Recast every line of the listing below as a Markdown table with the columns Number and Line, skipping blank lines and omitting the pictures.
** Begin Stored data **
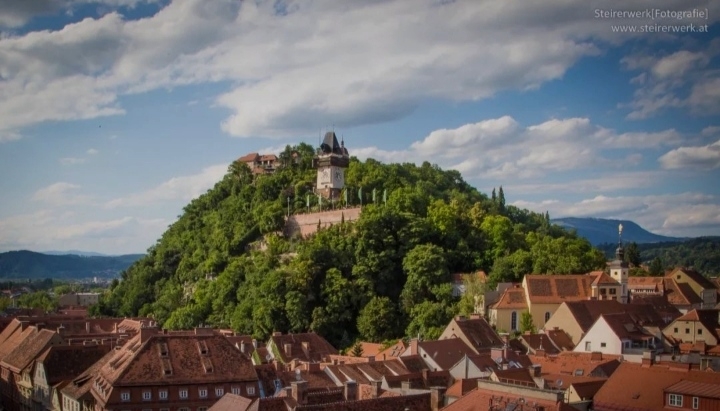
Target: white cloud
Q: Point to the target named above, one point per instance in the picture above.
(664, 79)
(352, 62)
(670, 214)
(503, 149)
(61, 193)
(182, 188)
(69, 161)
(704, 157)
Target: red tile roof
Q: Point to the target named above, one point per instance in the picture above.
(634, 387)
(67, 362)
(513, 297)
(695, 276)
(29, 348)
(561, 339)
(392, 351)
(231, 402)
(555, 289)
(445, 353)
(477, 332)
(587, 312)
(177, 357)
(308, 347)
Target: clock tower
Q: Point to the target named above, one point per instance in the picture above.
(331, 161)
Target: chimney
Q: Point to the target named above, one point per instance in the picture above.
(299, 391)
(437, 398)
(350, 390)
(375, 388)
(648, 358)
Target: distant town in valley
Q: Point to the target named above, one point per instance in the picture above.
(370, 287)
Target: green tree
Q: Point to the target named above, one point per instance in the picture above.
(656, 267)
(632, 254)
(526, 323)
(377, 321)
(357, 350)
(426, 268)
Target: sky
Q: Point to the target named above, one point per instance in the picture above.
(114, 114)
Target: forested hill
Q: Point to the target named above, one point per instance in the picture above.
(31, 265)
(383, 276)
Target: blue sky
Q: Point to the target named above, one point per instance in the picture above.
(115, 113)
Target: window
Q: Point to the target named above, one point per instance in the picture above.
(675, 400)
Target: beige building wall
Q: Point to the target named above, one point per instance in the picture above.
(690, 331)
(538, 312)
(502, 318)
(564, 320)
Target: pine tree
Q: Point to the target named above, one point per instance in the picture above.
(357, 350)
(501, 201)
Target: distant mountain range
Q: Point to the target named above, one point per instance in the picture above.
(602, 231)
(31, 265)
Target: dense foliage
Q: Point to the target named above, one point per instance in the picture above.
(701, 254)
(31, 265)
(385, 276)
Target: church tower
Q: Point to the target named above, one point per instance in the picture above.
(331, 161)
(619, 269)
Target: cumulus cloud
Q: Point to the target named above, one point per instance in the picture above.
(182, 188)
(69, 161)
(502, 149)
(61, 193)
(670, 214)
(703, 157)
(664, 79)
(352, 62)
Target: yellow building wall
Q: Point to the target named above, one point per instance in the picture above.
(564, 320)
(538, 312)
(692, 336)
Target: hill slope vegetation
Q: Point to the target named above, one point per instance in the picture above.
(384, 276)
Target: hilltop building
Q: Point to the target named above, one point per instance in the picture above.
(331, 161)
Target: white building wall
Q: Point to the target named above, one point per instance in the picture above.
(600, 333)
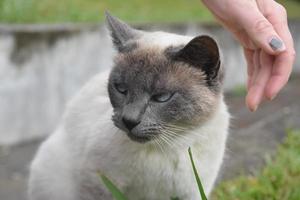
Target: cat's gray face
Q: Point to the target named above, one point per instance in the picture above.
(159, 91)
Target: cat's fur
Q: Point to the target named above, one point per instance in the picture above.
(146, 155)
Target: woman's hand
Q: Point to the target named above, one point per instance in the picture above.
(262, 29)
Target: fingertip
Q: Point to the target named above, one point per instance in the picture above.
(276, 44)
(251, 103)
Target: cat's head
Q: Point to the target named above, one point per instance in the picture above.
(162, 83)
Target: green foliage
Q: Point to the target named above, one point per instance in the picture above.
(54, 11)
(279, 180)
(116, 193)
(200, 187)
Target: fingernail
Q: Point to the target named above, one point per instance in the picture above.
(254, 109)
(273, 97)
(276, 44)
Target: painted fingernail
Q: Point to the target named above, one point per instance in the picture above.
(254, 109)
(273, 97)
(276, 44)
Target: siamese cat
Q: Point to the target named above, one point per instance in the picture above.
(135, 123)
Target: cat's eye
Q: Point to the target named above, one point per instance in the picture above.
(121, 88)
(162, 97)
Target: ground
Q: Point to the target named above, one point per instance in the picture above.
(253, 137)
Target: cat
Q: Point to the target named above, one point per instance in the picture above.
(134, 123)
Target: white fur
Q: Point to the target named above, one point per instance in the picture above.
(87, 142)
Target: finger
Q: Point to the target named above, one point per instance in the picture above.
(260, 30)
(263, 73)
(250, 65)
(251, 95)
(284, 62)
(280, 74)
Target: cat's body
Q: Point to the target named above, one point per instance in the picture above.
(88, 142)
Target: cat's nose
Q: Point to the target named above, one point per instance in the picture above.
(130, 123)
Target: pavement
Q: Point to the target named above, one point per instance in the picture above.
(253, 137)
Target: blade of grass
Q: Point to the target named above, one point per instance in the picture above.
(201, 190)
(117, 194)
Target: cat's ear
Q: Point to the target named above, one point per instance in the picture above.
** End Stored data **
**Response to this task:**
| Number | Line |
|---|---|
| 1 | Target: white cloud |
| 2 | Q: Point to the target named above, one point per instance in the picture above. |
| 3 | (664, 79) |
| 4 | (352, 62) |
| 5 | (670, 214) |
| 6 | (503, 149) |
| 7 | (61, 193) |
| 8 | (182, 188) |
| 9 | (69, 161) |
| 10 | (704, 157) |
| 11 | Target: red tile roof |
| 12 | Q: Point to the target named above, one point per instance in the picture above. |
| 13 | (634, 387) |
| 14 | (67, 362) |
| 15 | (513, 297) |
| 16 | (695, 276) |
| 17 | (29, 348) |
| 18 | (561, 339) |
| 19 | (392, 351) |
| 20 | (231, 402) |
| 21 | (555, 289) |
| 22 | (445, 353) |
| 23 | (477, 332) |
| 24 | (587, 312) |
| 25 | (177, 357) |
| 26 | (308, 347) |
| 27 | Target: clock tower |
| 28 | Q: Point to the target named above, one point per instance in the picture above. |
| 29 | (331, 161) |
| 30 | Target: chimney |
| 31 | Q: Point to the target named above, one point per instance in the picture above. |
| 32 | (299, 391) |
| 33 | (437, 398) |
| 34 | (350, 390) |
| 35 | (375, 388) |
| 36 | (648, 358) |
| 37 | Target: distant town in valley |
| 38 | Q: Point to the target named above, one point per instance in the picture above. |
| 39 | (370, 287) |
| 40 | Target: green tree |
| 41 | Q: Point to the target named above, one point per instance in the picture above. |
| 42 | (656, 267) |
| 43 | (632, 254) |
| 44 | (526, 323) |
| 45 | (377, 321) |
| 46 | (357, 350) |
| 47 | (426, 268) |
| 48 | Target: sky |
| 49 | Q: Point to the target named above, one point per instance in the picture above. |
| 50 | (114, 114) |
| 51 | Target: forested hill |
| 52 | Q: Point to the target named above, one point per instance in the picture above. |
| 53 | (31, 265) |
| 54 | (383, 276) |
| 55 | Target: blue sky |
| 56 | Q: Point to the target named above, one point per instance in the picture above. |
| 57 | (115, 113) |
| 58 | Target: window |
| 59 | Q: Point to the target named above, one point per instance in the picture above. |
| 60 | (675, 400) |
| 61 | Target: beige building wall |
| 62 | Q: Point to the target named above, one point per instance in the picture above. |
| 63 | (690, 331) |
| 64 | (538, 312) |
| 65 | (502, 318) |
| 66 | (564, 320) |
| 67 | Target: pine tree |
| 68 | Q: Point to the target named above, one point per instance in the picture above. |
| 69 | (357, 350) |
| 70 | (501, 201) |
| 71 | Target: distant mountain range |
| 72 | Q: Point to the target named above, one point per instance in the picture above. |
| 73 | (602, 231) |
| 74 | (31, 265) |
| 75 | Target: dense foliage |
| 76 | Q: Point to the target named above, one point per instance in the picture above. |
| 77 | (701, 254) |
| 78 | (31, 265) |
| 79 | (385, 276) |
| 80 | Target: church tower |
| 81 | Q: Point to the target named above, one point per instance in the picture above. |
| 82 | (331, 161) |
| 83 | (619, 269) |
| 84 | Target: cumulus cloud |
| 85 | Q: Point to the target named above, one point per instance in the picture above. |
| 86 | (182, 188) |
| 87 | (69, 161) |
| 88 | (502, 149) |
| 89 | (61, 193) |
| 90 | (670, 214) |
| 91 | (703, 157) |
| 92 | (664, 79) |
| 93 | (352, 62) |
| 94 | Target: yellow building wall |
| 95 | Q: Point to the target named above, one point per instance in the picture above. |
| 96 | (564, 320) |
| 97 | (538, 312) |
| 98 | (692, 336) |
| 99 | Target: hill slope vegetation |
| 100 | Q: Point to the target named above, one point per instance in the picture above. |
| 101 | (384, 276) |
| 102 | Target: hilltop building |
| 103 | Q: Point to the target named above, one point per instance in the picture above. |
| 104 | (331, 161) |
| 105 | Target: white building wall |
| 106 | Q: Point to the target named above, one point per instance in the picture above. |
| 107 | (600, 333) |
| 108 | Target: cat's gray face |
| 109 | Q: Point to the target named above, one point per instance in the picture above. |
| 110 | (159, 91) |
| 111 | Target: cat's fur |
| 112 | Q: Point to the target named above, one point per instance in the picture above. |
| 113 | (146, 155) |
| 114 | Target: woman's hand |
| 115 | Q: Point to the target named above, one point per instance in the picture above. |
| 116 | (262, 29) |
| 117 | Target: fingertip |
| 118 | Q: Point to the target named above, one point per instance in the picture above. |
| 119 | (276, 44) |
| 120 | (251, 103) |
| 121 | Target: cat's head |
| 122 | Q: Point to the target named above, one point per instance in the picture above. |
| 123 | (162, 83) |
| 124 | Target: green foliage |
| 125 | Q: Point to the target named above, one point per instance in the picture above. |
| 126 | (54, 11) |
| 127 | (279, 180) |
| 128 | (116, 193) |
| 129 | (200, 187) |
| 130 | Target: fingernail |
| 131 | Q: Point to the target named above, one point per instance in the picture above. |
| 132 | (254, 109) |
| 133 | (273, 97) |
| 134 | (276, 44) |
| 135 | Target: painted fingernail |
| 136 | Q: Point to the target named above, one point per instance in the picture above. |
| 137 | (254, 109) |
| 138 | (273, 97) |
| 139 | (276, 44) |
| 140 | Target: siamese cat |
| 141 | Q: Point to the target named above, one point per instance in the picture above. |
| 142 | (135, 123) |
| 143 | Target: cat's eye |
| 144 | Q: Point to the target named above, one point per instance in the picture above. |
| 145 | (121, 88) |
| 146 | (162, 97) |
| 147 | Target: ground |
| 148 | Q: Point to the target named above, one point per instance in the picture above. |
| 149 | (253, 137) |
| 150 | Target: cat |
| 151 | Q: Point to the target named above, one point per instance in the picture above. |
| 152 | (134, 123) |
| 153 | Target: white fur |
| 154 | Q: Point to the target named above, one point per instance in the picture above. |
| 155 | (87, 142) |
| 156 | Target: finger |
| 157 | Q: Point to the target named above, one point per instance in the picture above. |
| 158 | (260, 30) |
| 159 | (263, 73) |
| 160 | (250, 65) |
| 161 | (251, 95) |
| 162 | (284, 62) |
| 163 | (280, 74) |
| 164 | Target: cat's body |
| 165 | Q: Point to the target named above, one point per instance in the picture above. |
| 166 | (88, 142) |
| 167 | Target: cat's nose |
| 168 | Q: Point to the target named above, one point per instance in the picture above. |
| 169 | (130, 123) |
| 170 | Target: pavement |
| 171 | Q: Point to the target named above, one point per instance in the picture above. |
| 172 | (253, 137) |
| 173 | Target: blade of grass |
| 174 | Q: Point to the target named above, one point per instance in the picture above. |
| 175 | (201, 190) |
| 176 | (117, 194) |
| 177 | Target: cat's ear |
| 178 | Q: Point to the target named above, one point per instance in the picture above. |